Try it = What you return must match the records exactly.

Available records =
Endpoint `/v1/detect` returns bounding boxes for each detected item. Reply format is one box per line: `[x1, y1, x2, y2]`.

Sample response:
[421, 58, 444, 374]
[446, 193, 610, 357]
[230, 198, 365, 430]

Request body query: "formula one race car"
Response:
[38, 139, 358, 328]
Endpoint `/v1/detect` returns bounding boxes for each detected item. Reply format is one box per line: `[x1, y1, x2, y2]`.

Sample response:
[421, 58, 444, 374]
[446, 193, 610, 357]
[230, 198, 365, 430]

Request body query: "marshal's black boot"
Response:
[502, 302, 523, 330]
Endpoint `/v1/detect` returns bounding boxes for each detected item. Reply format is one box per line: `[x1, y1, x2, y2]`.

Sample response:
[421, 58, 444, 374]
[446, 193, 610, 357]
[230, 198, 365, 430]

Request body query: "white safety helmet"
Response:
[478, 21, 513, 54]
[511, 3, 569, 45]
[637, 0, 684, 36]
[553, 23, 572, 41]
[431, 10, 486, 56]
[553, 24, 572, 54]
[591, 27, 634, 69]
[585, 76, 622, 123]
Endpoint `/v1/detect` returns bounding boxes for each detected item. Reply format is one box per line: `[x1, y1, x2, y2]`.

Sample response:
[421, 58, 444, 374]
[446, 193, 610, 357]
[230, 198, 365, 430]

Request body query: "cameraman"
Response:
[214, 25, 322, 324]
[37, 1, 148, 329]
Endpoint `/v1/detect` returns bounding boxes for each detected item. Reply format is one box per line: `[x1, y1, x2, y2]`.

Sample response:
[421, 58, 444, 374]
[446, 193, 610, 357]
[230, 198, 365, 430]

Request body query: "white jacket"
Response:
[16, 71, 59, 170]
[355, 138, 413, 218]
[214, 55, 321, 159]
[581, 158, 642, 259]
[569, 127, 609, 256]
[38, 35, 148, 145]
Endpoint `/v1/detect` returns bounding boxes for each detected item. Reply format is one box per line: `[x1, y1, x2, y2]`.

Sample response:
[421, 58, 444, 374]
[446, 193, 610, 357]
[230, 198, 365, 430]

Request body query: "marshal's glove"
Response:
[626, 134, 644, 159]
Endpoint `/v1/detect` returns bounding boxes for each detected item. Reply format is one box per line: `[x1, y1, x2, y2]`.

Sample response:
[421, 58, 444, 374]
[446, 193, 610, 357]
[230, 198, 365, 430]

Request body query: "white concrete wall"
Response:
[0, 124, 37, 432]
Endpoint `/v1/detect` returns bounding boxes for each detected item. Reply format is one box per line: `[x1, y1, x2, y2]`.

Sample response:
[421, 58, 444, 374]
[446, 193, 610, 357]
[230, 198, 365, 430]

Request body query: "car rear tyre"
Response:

Response area =
Endpoint `/v1/detect` returns bounding boxes for each detected item. Reply format is one box per line: `[x1, y1, x2, y2]`.

Sample response:
[421, 58, 444, 374]
[446, 193, 610, 357]
[230, 198, 365, 430]

Request body query: "formula one race car"
Response:
[38, 139, 358, 328]
Endpoint `/v1/detect` returns bounding boxes for each detected item. Reply format is one box per line: `[x1, y1, x2, y2]`.

Sample response:
[421, 58, 444, 374]
[446, 193, 610, 357]
[230, 198, 365, 430]

Request body query: "marshal's black boot"
Response:
[502, 302, 523, 330]
Endpoint `/v1/detect` returns bounding boxes for each detected item. Reply format is one box per line: `[x1, y1, x2, y2]`.

Sample response:
[421, 58, 444, 374]
[446, 193, 610, 357]
[230, 198, 365, 430]

Request body query: "white safety helmet"
Response:
[478, 21, 513, 54]
[511, 3, 569, 45]
[637, 0, 684, 36]
[553, 23, 572, 41]
[431, 10, 486, 56]
[553, 24, 572, 54]
[591, 27, 634, 69]
[585, 76, 622, 123]
Endpoint `/v1/detect` returns bounding boxes for each detected item. Reply format is one box per line: `[x1, y1, x2, y2]`.

Sample response:
[421, 58, 444, 374]
[446, 193, 610, 357]
[230, 198, 365, 430]

Request body query: "cameraman"
Response:
[214, 25, 322, 324]
[37, 1, 148, 329]
Endpoint `/v1/detect` returns bounding boxes for each detected item. Reply format is one box per line: `[x1, y1, x2, y2]`.

Sample response:
[421, 58, 444, 374]
[446, 193, 610, 357]
[230, 198, 365, 430]

Request body query: "white jacket"
Response:
[16, 71, 59, 170]
[355, 138, 413, 218]
[214, 55, 321, 159]
[581, 158, 642, 259]
[569, 127, 609, 256]
[38, 35, 148, 145]
Endpoint `/v1/detect` returns bounding boxes for each detected item. Reply format is one box per line: `[x1, y1, x2, y2]`.

Sample response:
[421, 58, 444, 374]
[446, 193, 610, 357]
[230, 198, 365, 430]

Request body query: "marshal's glove"
Response:
[626, 134, 644, 159]
Endpoint `/v1/detect` returns bounding boxes for each detected item. Reply format is one box per line: `[x1, y1, x2, y2]`.

Sample response:
[421, 58, 444, 374]
[446, 193, 610, 357]
[230, 198, 365, 430]

Request body query: "white concrete wall"
Response:
[0, 124, 37, 432]
Endpoint `/v1/detect` returns bounding boxes for each detected item. Reply format is one box per line: `[x1, y1, x2, y2]`.

Sample response:
[421, 58, 444, 374]
[446, 193, 610, 357]
[230, 198, 365, 430]

Request body query: "car rear tyre"
Response:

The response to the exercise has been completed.